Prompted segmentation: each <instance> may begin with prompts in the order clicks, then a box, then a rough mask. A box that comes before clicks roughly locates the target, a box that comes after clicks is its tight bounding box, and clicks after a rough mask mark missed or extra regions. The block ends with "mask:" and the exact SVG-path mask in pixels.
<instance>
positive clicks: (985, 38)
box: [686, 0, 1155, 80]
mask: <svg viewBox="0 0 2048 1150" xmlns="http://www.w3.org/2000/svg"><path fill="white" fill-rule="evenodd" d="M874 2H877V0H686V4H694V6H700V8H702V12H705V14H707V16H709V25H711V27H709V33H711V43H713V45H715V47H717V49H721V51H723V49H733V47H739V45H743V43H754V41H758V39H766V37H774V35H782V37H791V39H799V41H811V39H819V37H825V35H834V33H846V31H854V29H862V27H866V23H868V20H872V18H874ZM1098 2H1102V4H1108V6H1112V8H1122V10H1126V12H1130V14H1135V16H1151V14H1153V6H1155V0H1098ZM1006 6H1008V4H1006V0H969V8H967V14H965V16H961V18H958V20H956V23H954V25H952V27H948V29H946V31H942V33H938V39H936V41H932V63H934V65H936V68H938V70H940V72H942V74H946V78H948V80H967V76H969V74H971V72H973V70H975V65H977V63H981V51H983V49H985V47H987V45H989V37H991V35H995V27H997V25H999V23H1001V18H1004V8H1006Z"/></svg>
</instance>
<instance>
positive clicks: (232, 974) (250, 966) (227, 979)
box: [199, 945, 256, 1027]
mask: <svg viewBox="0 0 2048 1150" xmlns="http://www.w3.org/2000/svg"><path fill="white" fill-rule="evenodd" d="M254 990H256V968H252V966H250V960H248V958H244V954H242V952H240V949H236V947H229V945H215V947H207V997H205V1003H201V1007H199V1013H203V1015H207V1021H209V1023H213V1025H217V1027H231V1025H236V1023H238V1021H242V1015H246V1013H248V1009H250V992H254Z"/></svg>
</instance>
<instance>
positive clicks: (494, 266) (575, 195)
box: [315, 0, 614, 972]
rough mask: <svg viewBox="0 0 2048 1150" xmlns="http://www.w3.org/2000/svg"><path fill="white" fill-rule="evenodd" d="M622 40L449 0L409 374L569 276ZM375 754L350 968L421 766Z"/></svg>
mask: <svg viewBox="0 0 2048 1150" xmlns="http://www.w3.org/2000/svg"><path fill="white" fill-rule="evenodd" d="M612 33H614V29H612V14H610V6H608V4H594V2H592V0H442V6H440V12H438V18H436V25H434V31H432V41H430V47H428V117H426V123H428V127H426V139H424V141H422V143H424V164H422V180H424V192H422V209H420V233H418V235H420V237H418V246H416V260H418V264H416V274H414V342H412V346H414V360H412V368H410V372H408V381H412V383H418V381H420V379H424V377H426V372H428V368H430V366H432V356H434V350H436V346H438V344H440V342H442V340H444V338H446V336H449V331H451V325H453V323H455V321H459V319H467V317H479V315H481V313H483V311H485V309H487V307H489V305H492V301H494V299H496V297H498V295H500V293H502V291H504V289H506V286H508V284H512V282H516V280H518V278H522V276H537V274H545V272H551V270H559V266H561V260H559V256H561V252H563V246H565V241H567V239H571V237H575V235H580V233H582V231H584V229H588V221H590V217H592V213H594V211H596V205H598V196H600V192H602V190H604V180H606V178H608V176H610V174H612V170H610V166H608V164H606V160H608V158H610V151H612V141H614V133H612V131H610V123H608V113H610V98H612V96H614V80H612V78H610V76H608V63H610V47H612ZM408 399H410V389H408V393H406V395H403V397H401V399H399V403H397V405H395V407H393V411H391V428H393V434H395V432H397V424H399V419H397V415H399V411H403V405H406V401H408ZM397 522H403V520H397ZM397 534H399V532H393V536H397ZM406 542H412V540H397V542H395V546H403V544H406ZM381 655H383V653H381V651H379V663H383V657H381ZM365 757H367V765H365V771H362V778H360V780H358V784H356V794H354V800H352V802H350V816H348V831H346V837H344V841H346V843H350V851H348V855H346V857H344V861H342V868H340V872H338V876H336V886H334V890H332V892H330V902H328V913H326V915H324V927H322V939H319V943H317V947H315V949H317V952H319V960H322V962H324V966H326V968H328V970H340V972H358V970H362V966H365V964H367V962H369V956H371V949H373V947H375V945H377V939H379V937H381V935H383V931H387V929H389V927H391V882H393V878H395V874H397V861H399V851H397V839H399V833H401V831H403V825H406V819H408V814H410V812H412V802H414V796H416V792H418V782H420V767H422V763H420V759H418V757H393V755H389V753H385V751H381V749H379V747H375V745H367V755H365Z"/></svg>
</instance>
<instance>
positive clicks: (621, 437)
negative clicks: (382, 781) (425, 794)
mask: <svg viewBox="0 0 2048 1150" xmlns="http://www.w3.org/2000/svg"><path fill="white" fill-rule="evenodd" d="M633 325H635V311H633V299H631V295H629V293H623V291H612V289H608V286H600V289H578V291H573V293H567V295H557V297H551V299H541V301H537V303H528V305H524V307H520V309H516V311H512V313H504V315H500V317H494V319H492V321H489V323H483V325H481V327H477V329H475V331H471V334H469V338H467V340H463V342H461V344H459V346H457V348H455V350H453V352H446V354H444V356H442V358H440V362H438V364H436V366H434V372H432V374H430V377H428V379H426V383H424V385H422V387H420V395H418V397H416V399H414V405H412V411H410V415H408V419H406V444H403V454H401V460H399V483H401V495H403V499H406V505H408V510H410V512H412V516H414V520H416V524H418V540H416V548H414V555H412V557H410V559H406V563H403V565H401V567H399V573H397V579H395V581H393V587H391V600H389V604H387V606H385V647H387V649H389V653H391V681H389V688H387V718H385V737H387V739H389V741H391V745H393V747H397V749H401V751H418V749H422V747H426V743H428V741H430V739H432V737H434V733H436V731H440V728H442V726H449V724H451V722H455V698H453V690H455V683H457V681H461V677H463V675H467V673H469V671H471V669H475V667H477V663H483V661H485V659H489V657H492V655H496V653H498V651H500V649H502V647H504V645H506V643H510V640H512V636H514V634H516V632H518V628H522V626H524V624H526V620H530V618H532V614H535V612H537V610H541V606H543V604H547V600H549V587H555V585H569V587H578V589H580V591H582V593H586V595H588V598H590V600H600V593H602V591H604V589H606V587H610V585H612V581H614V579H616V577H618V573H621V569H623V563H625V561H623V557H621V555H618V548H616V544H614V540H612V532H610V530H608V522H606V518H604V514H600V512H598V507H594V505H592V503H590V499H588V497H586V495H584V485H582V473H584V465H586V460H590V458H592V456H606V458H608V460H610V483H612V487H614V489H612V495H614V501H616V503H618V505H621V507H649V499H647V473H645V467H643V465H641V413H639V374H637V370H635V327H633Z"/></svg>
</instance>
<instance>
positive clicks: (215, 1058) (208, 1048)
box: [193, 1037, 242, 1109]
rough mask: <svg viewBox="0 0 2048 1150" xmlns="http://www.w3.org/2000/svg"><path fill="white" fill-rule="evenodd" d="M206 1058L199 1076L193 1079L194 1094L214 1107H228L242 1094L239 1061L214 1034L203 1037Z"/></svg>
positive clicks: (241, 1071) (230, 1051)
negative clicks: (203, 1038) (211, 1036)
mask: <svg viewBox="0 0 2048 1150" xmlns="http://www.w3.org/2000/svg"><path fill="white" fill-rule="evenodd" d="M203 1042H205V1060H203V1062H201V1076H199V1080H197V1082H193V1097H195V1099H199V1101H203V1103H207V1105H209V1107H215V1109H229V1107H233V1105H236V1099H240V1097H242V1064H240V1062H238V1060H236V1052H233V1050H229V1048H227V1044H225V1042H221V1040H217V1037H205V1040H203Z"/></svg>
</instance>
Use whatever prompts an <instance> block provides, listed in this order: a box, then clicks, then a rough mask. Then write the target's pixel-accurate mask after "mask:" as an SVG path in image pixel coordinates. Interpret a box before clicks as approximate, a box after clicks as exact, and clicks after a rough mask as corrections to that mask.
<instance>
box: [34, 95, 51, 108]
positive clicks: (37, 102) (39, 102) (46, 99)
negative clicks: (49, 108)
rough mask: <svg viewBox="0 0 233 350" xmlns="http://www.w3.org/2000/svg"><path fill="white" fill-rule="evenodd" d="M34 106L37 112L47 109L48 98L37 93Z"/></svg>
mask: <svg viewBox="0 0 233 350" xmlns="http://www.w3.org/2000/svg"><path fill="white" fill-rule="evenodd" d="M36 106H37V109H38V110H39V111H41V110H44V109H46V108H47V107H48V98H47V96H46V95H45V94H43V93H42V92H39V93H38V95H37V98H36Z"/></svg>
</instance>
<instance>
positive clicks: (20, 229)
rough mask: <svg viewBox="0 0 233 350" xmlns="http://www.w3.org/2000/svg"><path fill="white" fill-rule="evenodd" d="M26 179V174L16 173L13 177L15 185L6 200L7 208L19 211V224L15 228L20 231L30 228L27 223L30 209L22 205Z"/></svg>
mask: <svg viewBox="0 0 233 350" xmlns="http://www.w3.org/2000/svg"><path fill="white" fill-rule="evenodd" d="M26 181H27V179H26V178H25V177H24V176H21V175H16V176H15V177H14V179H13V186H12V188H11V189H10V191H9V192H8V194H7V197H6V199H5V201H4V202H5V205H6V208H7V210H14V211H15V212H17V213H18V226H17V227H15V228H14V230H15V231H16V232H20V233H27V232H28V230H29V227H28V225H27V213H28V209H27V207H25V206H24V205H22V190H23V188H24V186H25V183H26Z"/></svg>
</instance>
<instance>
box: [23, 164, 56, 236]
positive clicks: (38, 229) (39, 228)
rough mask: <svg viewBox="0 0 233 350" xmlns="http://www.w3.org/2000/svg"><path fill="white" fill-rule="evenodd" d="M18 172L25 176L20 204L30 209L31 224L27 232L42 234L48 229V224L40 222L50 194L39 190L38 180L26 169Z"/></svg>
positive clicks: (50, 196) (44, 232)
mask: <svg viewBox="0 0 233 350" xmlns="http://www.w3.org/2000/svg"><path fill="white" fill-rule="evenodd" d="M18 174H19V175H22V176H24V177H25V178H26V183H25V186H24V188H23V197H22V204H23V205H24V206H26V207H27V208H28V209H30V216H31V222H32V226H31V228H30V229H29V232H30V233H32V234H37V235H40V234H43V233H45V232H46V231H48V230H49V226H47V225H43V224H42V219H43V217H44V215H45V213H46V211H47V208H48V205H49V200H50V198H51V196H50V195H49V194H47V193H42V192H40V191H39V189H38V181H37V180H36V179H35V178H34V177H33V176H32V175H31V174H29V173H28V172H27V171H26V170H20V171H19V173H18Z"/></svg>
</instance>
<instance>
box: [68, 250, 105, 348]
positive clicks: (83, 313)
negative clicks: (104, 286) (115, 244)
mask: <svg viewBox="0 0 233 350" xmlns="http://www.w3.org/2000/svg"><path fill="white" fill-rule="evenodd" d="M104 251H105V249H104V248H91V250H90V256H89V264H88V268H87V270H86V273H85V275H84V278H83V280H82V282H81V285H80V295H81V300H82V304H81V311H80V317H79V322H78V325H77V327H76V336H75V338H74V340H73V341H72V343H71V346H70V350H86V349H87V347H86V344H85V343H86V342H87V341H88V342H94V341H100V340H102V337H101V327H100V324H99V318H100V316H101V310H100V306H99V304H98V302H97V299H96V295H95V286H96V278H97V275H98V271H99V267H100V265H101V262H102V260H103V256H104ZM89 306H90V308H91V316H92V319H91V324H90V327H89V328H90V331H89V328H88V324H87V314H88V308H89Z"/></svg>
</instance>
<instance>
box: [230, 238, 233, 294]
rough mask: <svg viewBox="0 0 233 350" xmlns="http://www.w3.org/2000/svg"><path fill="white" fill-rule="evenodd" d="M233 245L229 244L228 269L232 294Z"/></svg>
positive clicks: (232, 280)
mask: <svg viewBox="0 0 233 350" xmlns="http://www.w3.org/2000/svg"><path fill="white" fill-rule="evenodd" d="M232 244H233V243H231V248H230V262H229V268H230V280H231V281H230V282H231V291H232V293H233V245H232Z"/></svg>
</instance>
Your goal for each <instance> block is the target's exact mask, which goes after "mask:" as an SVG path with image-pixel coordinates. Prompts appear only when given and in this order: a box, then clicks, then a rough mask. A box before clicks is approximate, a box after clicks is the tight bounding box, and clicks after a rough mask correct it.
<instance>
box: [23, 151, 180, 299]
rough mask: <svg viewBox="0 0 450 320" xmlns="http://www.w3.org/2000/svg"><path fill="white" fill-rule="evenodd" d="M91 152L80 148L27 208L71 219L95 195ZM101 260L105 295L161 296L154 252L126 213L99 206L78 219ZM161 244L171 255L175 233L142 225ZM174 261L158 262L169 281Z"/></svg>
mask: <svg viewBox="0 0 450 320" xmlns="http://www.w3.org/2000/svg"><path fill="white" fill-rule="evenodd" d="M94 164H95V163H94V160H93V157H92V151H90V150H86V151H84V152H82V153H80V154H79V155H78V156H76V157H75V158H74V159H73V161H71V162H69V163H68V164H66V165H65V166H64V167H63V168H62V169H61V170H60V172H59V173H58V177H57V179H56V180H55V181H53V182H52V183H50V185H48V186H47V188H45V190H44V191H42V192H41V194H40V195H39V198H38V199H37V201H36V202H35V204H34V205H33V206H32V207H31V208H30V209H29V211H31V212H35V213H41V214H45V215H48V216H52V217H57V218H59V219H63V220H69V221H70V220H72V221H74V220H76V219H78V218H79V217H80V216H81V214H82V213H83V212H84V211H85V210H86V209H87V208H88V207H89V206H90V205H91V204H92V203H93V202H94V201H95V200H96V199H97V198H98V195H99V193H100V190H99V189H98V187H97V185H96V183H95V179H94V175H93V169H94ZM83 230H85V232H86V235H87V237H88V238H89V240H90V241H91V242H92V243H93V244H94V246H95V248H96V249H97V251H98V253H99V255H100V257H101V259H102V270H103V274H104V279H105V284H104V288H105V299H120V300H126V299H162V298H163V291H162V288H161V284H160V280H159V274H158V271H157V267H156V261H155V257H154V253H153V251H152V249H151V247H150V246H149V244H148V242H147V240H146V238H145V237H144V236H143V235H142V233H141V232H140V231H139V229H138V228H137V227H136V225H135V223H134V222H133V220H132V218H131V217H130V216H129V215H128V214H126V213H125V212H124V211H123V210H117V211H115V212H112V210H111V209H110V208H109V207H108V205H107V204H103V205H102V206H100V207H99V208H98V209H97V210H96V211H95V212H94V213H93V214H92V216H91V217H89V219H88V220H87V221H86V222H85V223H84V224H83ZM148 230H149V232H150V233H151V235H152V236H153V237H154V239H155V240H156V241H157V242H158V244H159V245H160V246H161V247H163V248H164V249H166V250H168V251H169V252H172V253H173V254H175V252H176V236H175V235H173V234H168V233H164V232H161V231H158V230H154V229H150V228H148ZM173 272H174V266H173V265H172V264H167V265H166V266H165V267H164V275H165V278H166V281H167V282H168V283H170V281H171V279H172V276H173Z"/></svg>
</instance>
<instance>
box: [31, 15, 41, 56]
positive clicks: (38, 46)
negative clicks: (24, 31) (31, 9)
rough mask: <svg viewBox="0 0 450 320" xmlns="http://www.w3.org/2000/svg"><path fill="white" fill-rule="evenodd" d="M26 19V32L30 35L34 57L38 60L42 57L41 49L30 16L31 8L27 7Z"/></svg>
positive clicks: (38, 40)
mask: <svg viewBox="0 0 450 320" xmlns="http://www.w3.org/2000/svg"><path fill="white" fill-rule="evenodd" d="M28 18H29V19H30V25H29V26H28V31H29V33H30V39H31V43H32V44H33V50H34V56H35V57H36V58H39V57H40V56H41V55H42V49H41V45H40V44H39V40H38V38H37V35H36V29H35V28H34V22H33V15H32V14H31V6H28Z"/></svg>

#### [課題の説明]
資料の冒頭から始まり「box: [686, 0, 1155, 80]」を含む行で終わる範囲を、両端の行も含めて一字一句変えずに抜き出す。

#### [課題の出力]
Prompted segmentation: each <instance> may begin with prompts in the order clicks, then a box, then a rough mask. A box that comes before clicks roughly locates the target, a box that comes after clicks is its tight bounding box, and clicks after a rough mask mark missed or extra regions. The block ends with "mask:" and the exact SVG-path mask in pixels.
<instance>
positive clicks: (985, 38)
box: [686, 0, 1155, 80]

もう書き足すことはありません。